YOUR OBJECTIVE.
Please print every record below exactly as written, leaving out the pictures.

Point-per-instance localization data:

>>>>>

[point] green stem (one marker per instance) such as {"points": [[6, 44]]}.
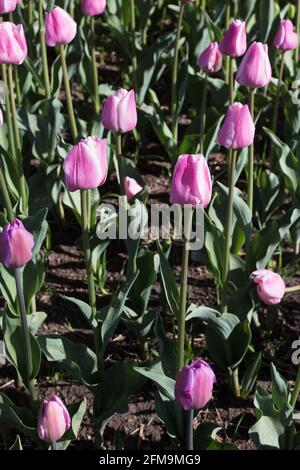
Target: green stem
{"points": [[174, 104], [183, 290], [73, 126], [26, 336], [44, 51], [228, 227]]}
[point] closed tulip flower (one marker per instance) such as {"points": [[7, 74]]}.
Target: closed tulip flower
{"points": [[255, 69], [85, 166], [194, 385], [238, 129], [13, 47], [286, 38], [16, 245], [211, 58], [132, 187], [54, 419], [93, 7], [191, 182], [270, 286], [60, 28], [234, 43], [119, 111]]}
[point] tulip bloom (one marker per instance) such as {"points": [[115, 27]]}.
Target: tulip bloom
{"points": [[13, 47], [194, 385], [85, 166], [286, 38], [270, 286], [60, 28], [238, 129], [211, 58], [119, 111], [191, 182], [132, 187], [234, 42], [93, 7], [16, 245], [54, 419], [255, 69]]}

<<<<<

ANSWER BELOW.
[point] green stem (one marker per instance) such as {"points": [[6, 44]]}.
Target: green stem
{"points": [[174, 104], [183, 290], [73, 126], [26, 336], [44, 51], [228, 227]]}
[point] closed tulip flower (one marker per instance) such as {"points": [[7, 74]]}.
Target: closed tulip flower
{"points": [[255, 69], [85, 166], [194, 385], [238, 129], [13, 47], [286, 38], [16, 245], [211, 58], [132, 187], [54, 419], [93, 7], [191, 182], [270, 286], [60, 28], [234, 43], [119, 111]]}
[point] tulip bloom (one marker per instance) such as {"points": [[115, 27]]}.
Target: tulip bloom
{"points": [[13, 47], [194, 385], [85, 166], [286, 38], [270, 286], [60, 28], [238, 129], [211, 58], [119, 111], [191, 182], [132, 187], [234, 42], [93, 7], [16, 245], [54, 419], [255, 69]]}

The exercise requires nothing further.